Start of Dataset rows
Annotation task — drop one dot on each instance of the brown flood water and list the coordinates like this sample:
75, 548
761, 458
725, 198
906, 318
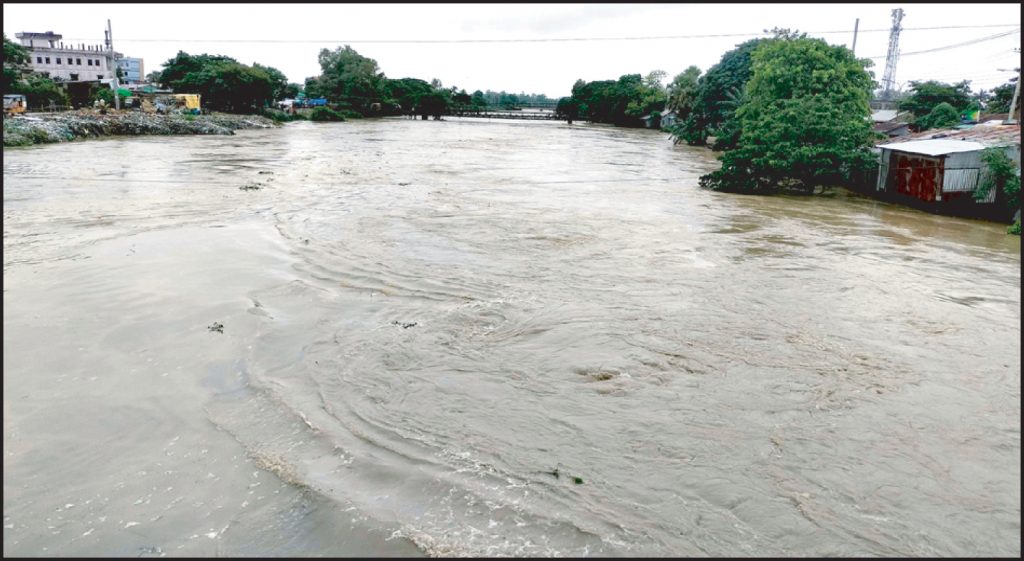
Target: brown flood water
423, 322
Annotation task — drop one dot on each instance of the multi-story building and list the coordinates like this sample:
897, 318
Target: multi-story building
70, 62
132, 70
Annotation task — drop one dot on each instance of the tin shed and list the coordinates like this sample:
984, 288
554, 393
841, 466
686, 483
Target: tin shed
934, 170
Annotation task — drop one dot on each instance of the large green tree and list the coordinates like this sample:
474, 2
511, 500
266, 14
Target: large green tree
348, 80
718, 96
682, 92
804, 120
942, 116
224, 83
15, 62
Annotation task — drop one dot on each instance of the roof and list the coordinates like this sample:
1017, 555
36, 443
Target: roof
936, 146
890, 126
882, 116
985, 135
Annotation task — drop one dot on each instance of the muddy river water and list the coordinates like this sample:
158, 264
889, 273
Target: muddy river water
398, 338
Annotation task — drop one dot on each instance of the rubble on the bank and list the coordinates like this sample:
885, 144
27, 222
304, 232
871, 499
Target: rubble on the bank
60, 127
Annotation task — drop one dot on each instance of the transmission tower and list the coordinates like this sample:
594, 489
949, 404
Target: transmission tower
888, 80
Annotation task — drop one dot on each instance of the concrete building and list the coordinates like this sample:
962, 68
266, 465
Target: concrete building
70, 62
133, 70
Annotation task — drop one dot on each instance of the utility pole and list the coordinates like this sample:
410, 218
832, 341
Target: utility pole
1014, 116
892, 56
115, 84
855, 26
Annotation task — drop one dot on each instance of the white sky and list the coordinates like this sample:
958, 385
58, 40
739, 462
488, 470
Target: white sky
290, 36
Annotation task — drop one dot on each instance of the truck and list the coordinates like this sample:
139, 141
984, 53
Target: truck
14, 103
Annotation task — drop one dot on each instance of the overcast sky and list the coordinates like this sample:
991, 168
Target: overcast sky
290, 36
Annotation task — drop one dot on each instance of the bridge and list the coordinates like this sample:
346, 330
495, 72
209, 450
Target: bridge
507, 114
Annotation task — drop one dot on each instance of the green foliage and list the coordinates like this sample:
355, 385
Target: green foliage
408, 92
942, 116
278, 80
224, 83
348, 79
804, 121
682, 92
40, 90
567, 109
100, 93
1000, 174
326, 114
718, 96
925, 96
621, 102
15, 63
279, 116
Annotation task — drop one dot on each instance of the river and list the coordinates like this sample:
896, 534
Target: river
400, 338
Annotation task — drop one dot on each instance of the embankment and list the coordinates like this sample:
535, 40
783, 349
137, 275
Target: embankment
26, 130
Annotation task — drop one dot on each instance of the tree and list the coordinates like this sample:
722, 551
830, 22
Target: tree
407, 92
349, 80
718, 97
941, 116
224, 83
804, 120
567, 109
1000, 174
278, 80
291, 91
682, 92
648, 96
15, 62
925, 96
478, 102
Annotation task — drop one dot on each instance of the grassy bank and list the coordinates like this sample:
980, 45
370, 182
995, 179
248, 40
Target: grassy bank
62, 127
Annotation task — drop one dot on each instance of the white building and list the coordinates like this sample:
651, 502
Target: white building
70, 62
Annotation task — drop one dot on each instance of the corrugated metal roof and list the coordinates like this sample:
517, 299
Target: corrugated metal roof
935, 146
882, 116
1000, 135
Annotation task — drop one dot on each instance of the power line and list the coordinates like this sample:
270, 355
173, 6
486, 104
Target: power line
551, 40
964, 44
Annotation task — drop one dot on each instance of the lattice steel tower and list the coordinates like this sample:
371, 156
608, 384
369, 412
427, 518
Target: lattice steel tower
888, 80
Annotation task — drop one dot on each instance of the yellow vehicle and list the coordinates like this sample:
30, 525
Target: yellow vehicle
189, 100
14, 103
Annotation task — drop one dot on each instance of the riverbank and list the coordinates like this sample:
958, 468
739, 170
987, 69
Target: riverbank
64, 127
End of Dataset rows
### [Directions]
Copy the material above line for line, word for word, leaving out the pictures.

### [Exercise output]
Annotation task — drop one dot on each instance of the brown flood water and list the coordinates like this sample:
75, 548
761, 458
725, 198
906, 318
Target: brown flood water
423, 322
Annotation task — drop one dot on each instance of the multi-story building and list the coordinates like this sample:
897, 318
Target: multi-story building
70, 62
132, 70
Annotation task — drop one dot on each instance of the tin shed and list the coordinates like this sample:
984, 288
554, 393
841, 466
686, 483
Target: tin shed
934, 170
Annotation task — drop one dot on each instance of the large green tree and list the coordinates like this sample:
474, 2
511, 500
266, 14
Target: large green tree
348, 80
718, 96
682, 92
804, 120
942, 116
224, 83
15, 62
Annotation task — drop one dot on each instance of the roof and list the coordinates like this sample:
1017, 555
36, 443
Target: roof
936, 146
890, 126
882, 116
985, 135
Annotation task — drop one dot on each instance of the muddy river water and list the coordinates like this sample:
158, 264
889, 273
Target: muddy river water
398, 338
Annotation task — drop one dot on each instance of the rubble on the bank and list the coordinates like this sample:
885, 144
27, 222
304, 232
871, 499
Target: rubble on the bank
60, 127
Annotation task — drop one dot on each instance of the transmission tower and list the coordinates like this sample:
594, 489
949, 404
Target: transmission tower
888, 80
Annotation task — drop one dot on each instance of the concrete building and list the coordinates like this sample:
962, 68
266, 465
Target: concrete building
70, 62
133, 70
Annotation task — drop one dot on each instance of the utility pole and list the coordinates like this sample:
410, 218
832, 341
Target: utility pole
1014, 116
892, 56
115, 84
855, 26
Annotation task — drop one dot on each instance of the white sky and list the coordinates like this sample:
958, 385
58, 40
739, 462
488, 470
Target: white sky
290, 36
Annotation task — drop one dot on each instance of the truck and list the coordinates like this sample:
139, 141
984, 53
Target: truck
14, 103
Annotation task — drop one dot on each instance of the overcast sky and list the coordinates like this sample:
991, 168
Target: overcast sky
290, 36
Annotation task — drop one dot on each instance of the bridge and list the coordinates like this sample:
346, 330
495, 72
209, 450
Target: bridge
507, 114
Annotation task — drop one dot on each instance of the green foliage and list the coordinates like this sample:
355, 385
Target: green foliage
408, 92
942, 116
278, 80
224, 83
348, 79
804, 121
682, 92
40, 90
567, 109
100, 93
1000, 174
326, 114
718, 96
925, 96
621, 102
15, 63
279, 116
Annotation task — drop one dot on each instance of the river and list the coordinates like this sample:
896, 534
Target: river
400, 338
Annotation task — drop one dot on each instance of the embankment and list the coordinates like this sample:
535, 40
783, 349
137, 275
Target: embankment
26, 130
Annotation task — drop one dot on each instance of the tree and list the coordinates like this sample:
722, 551
830, 22
Target: tree
407, 92
349, 80
718, 97
941, 116
224, 83
804, 120
567, 109
1000, 174
278, 80
291, 91
682, 92
648, 96
15, 62
925, 96
478, 102
Annotation task — drop one dot on each instance of the grassy bank and list the coordinates like this sample:
980, 45
370, 182
995, 179
248, 40
Target: grassy bank
62, 127
Annotation task — drop one dot on each instance of the white building and list the coordinates like this sample:
651, 502
Target: white building
70, 62
Annotation task — drop one dot on each instance of the corrugated metal roof and list the coordinates like this sample:
517, 299
Target: corrugated metal roof
935, 146
882, 116
1000, 135
Annotation task — drop one dot on each instance of the power line and list the coordinates like this sample:
270, 355
173, 6
486, 104
Target: power line
551, 40
964, 44
Annotation task — drop one dot on each instance of the lattice steel tower and list the coordinates like this sample:
371, 156
608, 384
369, 412
427, 518
Target: lattice steel tower
888, 80
Annotation task — drop one dot on each instance of the yellow vehicle and list the coordinates like this sample:
30, 525
Target: yellow vehicle
189, 100
14, 103
Annotation task — drop one dot on each instance of the riverbank and list the coordinates like this sample:
958, 468
739, 170
987, 69
Target: riverbank
64, 127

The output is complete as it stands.